The problem
The reply must consist of the entire listing, reproduced exactly.
(Record extracts)
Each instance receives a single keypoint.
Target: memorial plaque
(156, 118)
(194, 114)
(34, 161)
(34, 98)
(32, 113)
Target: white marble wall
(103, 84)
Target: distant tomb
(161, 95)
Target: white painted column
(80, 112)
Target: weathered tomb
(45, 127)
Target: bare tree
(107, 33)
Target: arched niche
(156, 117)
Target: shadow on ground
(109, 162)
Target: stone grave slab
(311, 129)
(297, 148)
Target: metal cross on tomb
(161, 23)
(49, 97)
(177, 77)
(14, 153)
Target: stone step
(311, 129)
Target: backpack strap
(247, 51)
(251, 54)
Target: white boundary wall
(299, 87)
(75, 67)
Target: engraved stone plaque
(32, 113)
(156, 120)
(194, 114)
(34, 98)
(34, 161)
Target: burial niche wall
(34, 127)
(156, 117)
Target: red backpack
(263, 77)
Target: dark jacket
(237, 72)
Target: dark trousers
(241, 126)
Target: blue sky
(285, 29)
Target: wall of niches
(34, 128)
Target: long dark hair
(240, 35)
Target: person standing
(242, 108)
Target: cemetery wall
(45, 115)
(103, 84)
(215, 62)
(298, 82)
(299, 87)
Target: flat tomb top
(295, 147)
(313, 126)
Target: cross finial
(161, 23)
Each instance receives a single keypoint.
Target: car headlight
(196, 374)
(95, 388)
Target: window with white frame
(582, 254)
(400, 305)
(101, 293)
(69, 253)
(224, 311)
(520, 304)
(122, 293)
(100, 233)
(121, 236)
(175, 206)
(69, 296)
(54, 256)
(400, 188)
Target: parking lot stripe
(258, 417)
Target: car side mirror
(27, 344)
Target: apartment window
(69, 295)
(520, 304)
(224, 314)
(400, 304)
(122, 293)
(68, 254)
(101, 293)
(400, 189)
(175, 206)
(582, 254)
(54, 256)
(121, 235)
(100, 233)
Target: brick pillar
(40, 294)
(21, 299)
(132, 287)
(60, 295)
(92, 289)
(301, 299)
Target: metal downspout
(End Record extracts)
Answer space
Each instance receives a single keypoint.
Target: memorial plaque
(156, 118)
(194, 114)
(34, 161)
(34, 98)
(32, 113)
Target: white marble wall
(103, 84)
Target: distant tomb
(161, 95)
Target: white painted column
(80, 112)
Target: weathered tomb
(45, 127)
Target: bare tree
(107, 33)
Target: arched niche
(156, 117)
Target: shadow on ground
(109, 162)
Target: stone grave slab
(311, 129)
(297, 148)
Target: metal cross on tomb
(161, 23)
(49, 97)
(177, 77)
(14, 153)
Target: stone step
(311, 129)
Target: backpack strap
(247, 51)
(251, 54)
Target: white boundary wall
(299, 87)
(75, 67)
Target: engraved stone plaque
(32, 113)
(156, 120)
(194, 114)
(34, 98)
(34, 161)
Target: burial niche wall
(34, 127)
(156, 117)
Target: red backpack
(263, 77)
Target: dark jacket
(237, 72)
Target: dark trousers
(241, 126)
Target: blue sky
(285, 29)
Target: wall of niches
(34, 128)
Target: long dark hair
(240, 35)
Target: person standing
(242, 108)
Target: cemetery wall
(45, 115)
(103, 84)
(215, 62)
(298, 82)
(299, 87)
Target: flat tomb top
(295, 147)
(313, 126)
Target: cross finial
(161, 23)
Each instance receives a single keypoint.
Target: car headlight
(196, 374)
(95, 388)
Target: window with white frame
(582, 254)
(400, 305)
(101, 293)
(69, 253)
(224, 311)
(520, 304)
(122, 293)
(100, 233)
(121, 236)
(175, 206)
(69, 296)
(54, 256)
(400, 188)
Target: parking lot stripe
(258, 417)
Target: car side mirror
(27, 344)
Target: apartment window
(69, 295)
(520, 304)
(224, 314)
(400, 304)
(122, 293)
(68, 254)
(101, 293)
(400, 189)
(175, 206)
(582, 254)
(54, 256)
(121, 235)
(100, 233)
Target: brick pillar
(40, 294)
(21, 299)
(132, 287)
(60, 295)
(92, 289)
(301, 299)
Target: metal downspout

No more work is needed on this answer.